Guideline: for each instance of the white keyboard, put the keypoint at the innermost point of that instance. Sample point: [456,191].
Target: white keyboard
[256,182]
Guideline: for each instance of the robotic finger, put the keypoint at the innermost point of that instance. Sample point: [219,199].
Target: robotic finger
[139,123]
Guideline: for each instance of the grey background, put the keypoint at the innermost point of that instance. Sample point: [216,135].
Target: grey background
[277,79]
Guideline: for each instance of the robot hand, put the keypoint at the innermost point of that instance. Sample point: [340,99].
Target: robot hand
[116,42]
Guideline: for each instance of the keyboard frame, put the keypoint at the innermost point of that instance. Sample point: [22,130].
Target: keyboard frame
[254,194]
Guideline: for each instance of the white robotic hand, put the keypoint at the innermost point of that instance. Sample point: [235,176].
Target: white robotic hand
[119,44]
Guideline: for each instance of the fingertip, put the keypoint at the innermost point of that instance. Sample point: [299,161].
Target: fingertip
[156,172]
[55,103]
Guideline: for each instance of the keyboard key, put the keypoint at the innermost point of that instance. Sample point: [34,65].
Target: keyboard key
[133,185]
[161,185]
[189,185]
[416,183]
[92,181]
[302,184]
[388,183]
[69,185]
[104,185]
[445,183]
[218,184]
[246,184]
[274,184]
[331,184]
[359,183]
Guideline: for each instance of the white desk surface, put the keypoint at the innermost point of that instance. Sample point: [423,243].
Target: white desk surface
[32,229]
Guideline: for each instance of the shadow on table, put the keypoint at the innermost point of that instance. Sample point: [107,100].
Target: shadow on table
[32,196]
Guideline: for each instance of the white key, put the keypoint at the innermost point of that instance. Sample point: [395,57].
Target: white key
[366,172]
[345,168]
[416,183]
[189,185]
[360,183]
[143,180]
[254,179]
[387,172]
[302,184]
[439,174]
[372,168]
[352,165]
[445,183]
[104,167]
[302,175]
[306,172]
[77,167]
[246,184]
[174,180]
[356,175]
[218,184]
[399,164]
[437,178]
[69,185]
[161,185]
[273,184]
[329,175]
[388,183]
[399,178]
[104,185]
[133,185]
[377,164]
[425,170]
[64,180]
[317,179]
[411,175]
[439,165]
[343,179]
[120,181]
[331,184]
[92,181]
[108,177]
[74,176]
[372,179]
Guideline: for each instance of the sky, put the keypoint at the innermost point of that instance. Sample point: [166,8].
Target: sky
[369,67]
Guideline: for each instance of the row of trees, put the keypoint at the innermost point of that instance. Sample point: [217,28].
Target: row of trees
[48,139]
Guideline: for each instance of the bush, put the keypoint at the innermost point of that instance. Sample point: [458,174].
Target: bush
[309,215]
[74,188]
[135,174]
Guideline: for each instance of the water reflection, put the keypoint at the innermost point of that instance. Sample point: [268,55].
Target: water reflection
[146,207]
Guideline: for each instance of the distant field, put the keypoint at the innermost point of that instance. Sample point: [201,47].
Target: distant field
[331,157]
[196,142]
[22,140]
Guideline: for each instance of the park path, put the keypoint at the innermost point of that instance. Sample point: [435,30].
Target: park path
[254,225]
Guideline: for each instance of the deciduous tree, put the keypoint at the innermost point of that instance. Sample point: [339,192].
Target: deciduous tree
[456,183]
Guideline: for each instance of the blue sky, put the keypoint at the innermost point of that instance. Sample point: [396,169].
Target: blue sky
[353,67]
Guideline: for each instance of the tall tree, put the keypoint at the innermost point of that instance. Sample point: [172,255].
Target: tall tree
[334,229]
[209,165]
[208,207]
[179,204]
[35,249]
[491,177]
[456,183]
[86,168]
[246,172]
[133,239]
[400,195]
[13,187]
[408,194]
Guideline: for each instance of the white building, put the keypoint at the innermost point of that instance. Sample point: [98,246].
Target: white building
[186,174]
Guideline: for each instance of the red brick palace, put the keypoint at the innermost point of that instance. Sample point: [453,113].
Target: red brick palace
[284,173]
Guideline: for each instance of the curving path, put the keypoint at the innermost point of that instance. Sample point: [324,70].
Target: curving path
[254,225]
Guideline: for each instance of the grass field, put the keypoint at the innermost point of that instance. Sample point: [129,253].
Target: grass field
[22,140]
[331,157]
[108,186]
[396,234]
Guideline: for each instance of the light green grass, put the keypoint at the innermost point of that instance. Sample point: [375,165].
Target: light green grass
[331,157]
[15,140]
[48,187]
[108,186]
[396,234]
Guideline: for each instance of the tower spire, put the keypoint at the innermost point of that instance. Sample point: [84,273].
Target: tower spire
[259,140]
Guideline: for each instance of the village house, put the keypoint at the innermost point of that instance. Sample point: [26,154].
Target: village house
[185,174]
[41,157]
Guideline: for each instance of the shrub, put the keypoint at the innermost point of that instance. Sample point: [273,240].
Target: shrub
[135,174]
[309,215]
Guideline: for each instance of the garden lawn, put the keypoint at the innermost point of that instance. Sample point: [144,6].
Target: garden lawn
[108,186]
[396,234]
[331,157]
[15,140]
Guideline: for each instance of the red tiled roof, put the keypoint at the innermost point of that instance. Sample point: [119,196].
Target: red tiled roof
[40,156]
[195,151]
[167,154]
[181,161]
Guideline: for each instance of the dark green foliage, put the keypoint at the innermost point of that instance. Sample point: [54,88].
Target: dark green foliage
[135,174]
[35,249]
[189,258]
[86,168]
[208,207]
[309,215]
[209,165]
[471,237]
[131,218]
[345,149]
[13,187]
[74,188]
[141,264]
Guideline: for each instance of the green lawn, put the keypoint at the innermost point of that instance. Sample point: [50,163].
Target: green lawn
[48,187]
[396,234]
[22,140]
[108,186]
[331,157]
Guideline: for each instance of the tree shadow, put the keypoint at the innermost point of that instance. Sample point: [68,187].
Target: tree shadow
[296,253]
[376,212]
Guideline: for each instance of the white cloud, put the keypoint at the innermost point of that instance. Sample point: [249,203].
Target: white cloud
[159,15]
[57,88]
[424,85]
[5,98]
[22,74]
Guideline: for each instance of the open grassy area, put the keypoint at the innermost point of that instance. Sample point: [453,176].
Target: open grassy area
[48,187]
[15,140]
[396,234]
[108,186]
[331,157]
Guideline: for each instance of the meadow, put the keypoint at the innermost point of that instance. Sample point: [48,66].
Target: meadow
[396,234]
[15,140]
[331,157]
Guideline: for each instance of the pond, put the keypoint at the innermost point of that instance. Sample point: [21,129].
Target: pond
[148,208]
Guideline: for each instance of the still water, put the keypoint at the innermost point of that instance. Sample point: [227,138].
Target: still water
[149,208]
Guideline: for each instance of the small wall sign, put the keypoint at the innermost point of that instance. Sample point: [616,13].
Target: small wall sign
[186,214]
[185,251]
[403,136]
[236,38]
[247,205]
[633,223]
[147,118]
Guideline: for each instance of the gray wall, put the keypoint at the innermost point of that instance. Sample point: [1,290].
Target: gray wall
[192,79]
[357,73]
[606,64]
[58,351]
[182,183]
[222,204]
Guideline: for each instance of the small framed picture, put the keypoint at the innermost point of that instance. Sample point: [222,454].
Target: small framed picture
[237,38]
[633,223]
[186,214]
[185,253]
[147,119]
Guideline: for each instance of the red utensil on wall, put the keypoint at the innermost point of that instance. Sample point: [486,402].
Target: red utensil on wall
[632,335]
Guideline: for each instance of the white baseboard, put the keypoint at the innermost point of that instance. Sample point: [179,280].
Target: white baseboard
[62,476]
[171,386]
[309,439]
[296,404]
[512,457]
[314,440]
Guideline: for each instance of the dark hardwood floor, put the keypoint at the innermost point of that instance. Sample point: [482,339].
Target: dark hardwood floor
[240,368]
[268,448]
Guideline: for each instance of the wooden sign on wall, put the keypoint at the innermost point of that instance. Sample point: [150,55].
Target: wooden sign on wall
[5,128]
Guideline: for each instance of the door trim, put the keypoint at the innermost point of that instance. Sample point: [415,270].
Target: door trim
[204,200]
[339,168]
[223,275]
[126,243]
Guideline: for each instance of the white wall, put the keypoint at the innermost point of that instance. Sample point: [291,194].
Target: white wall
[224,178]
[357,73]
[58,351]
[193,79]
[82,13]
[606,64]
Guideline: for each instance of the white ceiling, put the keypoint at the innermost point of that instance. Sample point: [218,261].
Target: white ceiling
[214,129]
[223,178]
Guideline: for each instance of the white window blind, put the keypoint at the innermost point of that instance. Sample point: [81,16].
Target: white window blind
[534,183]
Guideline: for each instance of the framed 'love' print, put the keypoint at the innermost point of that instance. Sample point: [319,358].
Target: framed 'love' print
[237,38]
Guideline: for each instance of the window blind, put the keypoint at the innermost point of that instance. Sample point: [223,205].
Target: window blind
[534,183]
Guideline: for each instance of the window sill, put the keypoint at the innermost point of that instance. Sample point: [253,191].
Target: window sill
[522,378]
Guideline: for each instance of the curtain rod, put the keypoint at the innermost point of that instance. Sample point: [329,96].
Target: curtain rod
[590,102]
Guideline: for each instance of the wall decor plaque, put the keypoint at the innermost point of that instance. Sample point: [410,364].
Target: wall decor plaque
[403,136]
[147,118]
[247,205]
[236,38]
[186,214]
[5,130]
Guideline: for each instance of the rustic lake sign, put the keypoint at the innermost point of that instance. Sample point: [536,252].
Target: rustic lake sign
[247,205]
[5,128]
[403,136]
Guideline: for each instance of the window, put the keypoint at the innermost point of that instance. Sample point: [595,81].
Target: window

* Goal of the exercise:
In the records above, locate the line that contains "Guideline: for each instance of the white wall, put". Repeat it and every line after it, exactly, and nothing else.

* The solution:
Guideline: for each instance of the white wall, put the keypoint at the innermost point of that instance. Sample point: [291,194].
Target: white wall
[224,178]
[357,73]
[58,351]
[193,79]
[82,13]
[606,64]
Guideline: for each instance of the white ceiling, put the keypoint at the innermost point of that instance. Sample point: [218,261].
Target: white ceiling
[214,129]
[223,178]
Guideline: for each instance of the white window blind, put the keypoint at the innermost point of that instance. Sample point: [81,16].
Target: white window blind
[534,183]
Guideline: for each instance of the framed 'love' print, put the keypoint at the innermost point of that instance. Sample point: [319,358].
Target: framed 'love' print
[237,38]
Guideline: for each instance of the window blind, put the keypoint at the innermost point of that instance. Sample point: [223,205].
Target: window blind
[534,183]
Guideline: for each instance of the window sill, put the keypoint at the innermost point of that instance. Sample point: [253,191].
Target: window sill
[522,378]
Guideline: for each instance of the curtain rod, put the keypoint at the innermost point of that instance. Sample point: [329,96].
Target: curtain rod
[590,102]
Guideline: for each instance of the wall decor plaque, put the keypoint at the innermost point of that instance. Sample point: [410,364].
Target: wall decor plaque
[403,136]
[147,118]
[247,205]
[236,38]
[186,214]
[5,130]
Guideline: for each instance of the rustic lake sign, put the keypoint at the innermost point of that instance. Sample point: [536,252].
Target: rustic lake sign
[247,205]
[5,128]
[403,136]
Guideline: for each instance of the window, put the keypoint at the innermost point of that instance. Sample point: [595,81].
Target: window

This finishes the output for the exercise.